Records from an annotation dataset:
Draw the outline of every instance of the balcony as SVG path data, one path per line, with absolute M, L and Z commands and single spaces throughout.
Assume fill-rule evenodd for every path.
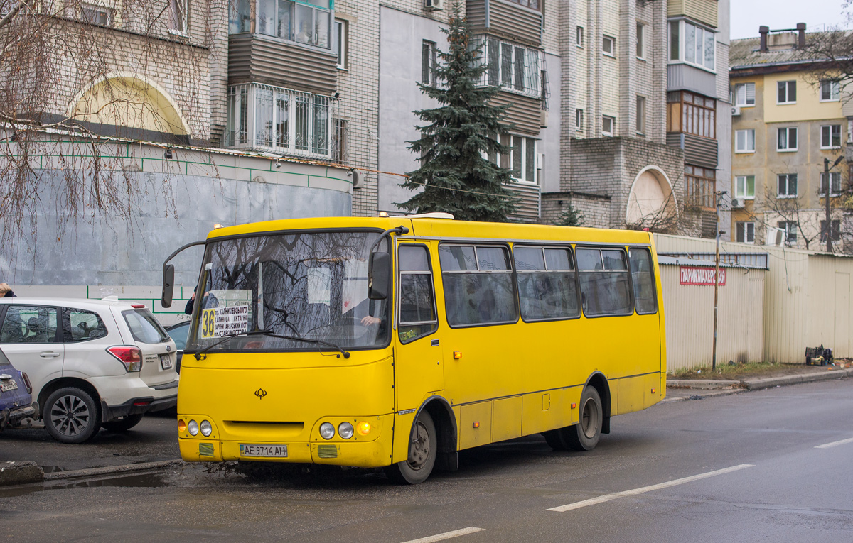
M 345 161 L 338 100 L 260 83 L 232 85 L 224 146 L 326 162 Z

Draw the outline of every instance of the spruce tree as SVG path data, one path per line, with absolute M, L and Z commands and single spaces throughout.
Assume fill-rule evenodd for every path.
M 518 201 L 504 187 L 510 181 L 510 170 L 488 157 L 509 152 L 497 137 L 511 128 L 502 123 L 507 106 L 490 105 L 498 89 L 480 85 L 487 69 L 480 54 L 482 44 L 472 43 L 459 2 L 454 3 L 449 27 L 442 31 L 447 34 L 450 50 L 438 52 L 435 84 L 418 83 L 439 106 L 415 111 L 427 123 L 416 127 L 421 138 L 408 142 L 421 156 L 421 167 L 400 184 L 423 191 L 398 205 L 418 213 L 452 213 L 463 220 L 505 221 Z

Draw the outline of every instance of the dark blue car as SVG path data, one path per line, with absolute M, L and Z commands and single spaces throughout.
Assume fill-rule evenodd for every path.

* [Required task] Could you reproduce all of the material above verbatim, omitting the pictures?

* [Task result]
Draw the outline of every instance of the balcony as SVG path data, one path per line, with absolute M, L and Z commands and single spaces throughout.
Assume fill-rule evenodd for every path.
M 345 161 L 338 100 L 260 83 L 232 85 L 224 146 L 326 162 Z

Draw the outline of every instance of the spruce tree as SVG path data, one path per line, with absolute M, L and Z commands and single spaces throughout.
Assume fill-rule evenodd for every path.
M 518 201 L 504 187 L 510 181 L 510 170 L 488 157 L 509 152 L 497 137 L 511 128 L 502 123 L 507 106 L 490 105 L 498 89 L 480 85 L 487 69 L 480 54 L 482 44 L 472 43 L 459 2 L 454 3 L 449 27 L 442 31 L 447 34 L 450 50 L 438 52 L 435 84 L 418 83 L 439 106 L 415 111 L 427 123 L 416 127 L 421 138 L 408 142 L 421 156 L 421 167 L 400 184 L 423 191 L 398 205 L 418 213 L 452 213 L 463 220 L 505 221 Z

Draw the outline of every instance of the dark blue car as SVG path data, one path per line, with absolute M, L and Z commands and single spaces throughout.
Assume fill-rule evenodd for every path.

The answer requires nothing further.